A confermare il ruolo cruciale ricoperto da “XX” nell’ambito delle dinamiche camorristiche locali è uno dei primi raid intimidatori messi a segno dalla “camorra emergente” – ovvero dai clan di Napoli est alleati per scalzare l’egemonia dei De Micco a Ponticelli – nell’ambito della faida che scoppiò subito dopo l’arresto delle figure di spicco del clan dei tatuati e che portò all’esplosione di un ordigno piazzato nelle vicinanze del circolo ricreativo di “XX” nel Rione Fiat.

******

CONSEGNE:
A - Secondo il documento di partenza, in quale luogo era stato piazzato l'ordigno che esplose?
B - Riporta alla lettera il tratto del documento di partenza che inizia con le parole contenenti "A confermare il" e si chiude con "nel Rione Fiat.".

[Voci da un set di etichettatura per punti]

******

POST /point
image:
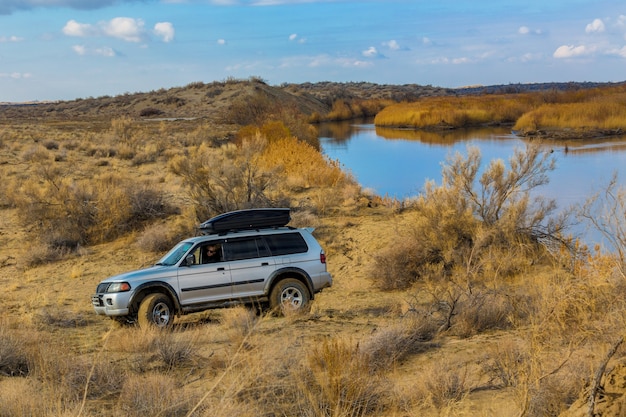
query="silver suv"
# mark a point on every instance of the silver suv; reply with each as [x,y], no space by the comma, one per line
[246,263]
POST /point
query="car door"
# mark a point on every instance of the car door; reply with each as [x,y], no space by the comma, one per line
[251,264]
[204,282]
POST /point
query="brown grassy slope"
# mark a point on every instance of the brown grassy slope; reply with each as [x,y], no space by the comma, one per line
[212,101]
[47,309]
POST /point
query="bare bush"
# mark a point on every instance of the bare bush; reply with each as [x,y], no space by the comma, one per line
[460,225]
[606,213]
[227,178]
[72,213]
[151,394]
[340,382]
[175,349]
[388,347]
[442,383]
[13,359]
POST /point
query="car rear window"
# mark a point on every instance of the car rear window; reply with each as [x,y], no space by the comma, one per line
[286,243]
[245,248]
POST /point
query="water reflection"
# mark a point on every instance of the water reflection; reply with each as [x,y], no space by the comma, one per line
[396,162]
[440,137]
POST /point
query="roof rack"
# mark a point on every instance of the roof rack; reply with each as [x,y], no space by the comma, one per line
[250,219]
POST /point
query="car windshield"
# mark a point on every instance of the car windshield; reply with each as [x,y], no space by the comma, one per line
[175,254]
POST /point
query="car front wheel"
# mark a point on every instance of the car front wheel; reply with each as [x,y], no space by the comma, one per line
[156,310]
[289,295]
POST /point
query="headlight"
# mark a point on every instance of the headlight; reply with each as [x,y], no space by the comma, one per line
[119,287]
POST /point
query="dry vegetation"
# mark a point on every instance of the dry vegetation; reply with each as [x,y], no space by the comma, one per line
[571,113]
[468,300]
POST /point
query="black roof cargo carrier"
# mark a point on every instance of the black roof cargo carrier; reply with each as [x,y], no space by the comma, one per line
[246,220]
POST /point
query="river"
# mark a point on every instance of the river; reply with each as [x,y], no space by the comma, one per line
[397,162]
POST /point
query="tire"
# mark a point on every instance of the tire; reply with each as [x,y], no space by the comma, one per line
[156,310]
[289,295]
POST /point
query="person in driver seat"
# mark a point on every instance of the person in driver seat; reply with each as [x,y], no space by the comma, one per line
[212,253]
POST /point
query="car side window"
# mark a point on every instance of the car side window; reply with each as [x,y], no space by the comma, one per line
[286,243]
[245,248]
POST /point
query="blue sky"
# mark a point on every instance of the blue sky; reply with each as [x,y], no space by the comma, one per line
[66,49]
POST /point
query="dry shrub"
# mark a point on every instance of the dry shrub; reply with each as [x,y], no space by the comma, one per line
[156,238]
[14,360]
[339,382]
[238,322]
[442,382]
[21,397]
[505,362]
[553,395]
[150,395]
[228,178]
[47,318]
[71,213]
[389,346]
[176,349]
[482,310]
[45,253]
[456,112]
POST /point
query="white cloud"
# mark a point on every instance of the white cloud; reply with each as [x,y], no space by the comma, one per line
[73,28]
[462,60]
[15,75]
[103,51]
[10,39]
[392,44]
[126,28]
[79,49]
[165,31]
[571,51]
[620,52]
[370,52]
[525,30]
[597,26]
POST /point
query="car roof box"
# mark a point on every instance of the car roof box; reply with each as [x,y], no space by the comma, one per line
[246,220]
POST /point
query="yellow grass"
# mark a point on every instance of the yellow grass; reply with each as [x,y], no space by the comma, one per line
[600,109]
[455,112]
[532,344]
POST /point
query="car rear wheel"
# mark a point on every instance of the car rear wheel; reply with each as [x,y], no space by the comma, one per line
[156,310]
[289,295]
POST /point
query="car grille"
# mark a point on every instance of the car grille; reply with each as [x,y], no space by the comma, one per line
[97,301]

******

SOLUZIONI DELL'ESERCIZIO:
A - Nelle vicinanze del circolo ricreativo di “XX” nel Rione Fiat.

B -
A confermare il ruolo cruciale ricoperto da “XX” nell’ambito delle dinamiche camorristiche locali è uno dei primi raid intimidatori messi a segno dalla “camorra emergente” – ovvero dai clan di Napoli est alleati per scalzare l’egemonia dei De Micco a Ponticelli – nell’ambito della faida che scoppiò subito dopo l’arresto delle figure di spicco del clan dei tatuati e che portò all’esplosione di un ordigno piazzato nelle vicinanze del circolo ricreativo di “XX” nel Rione Fiat.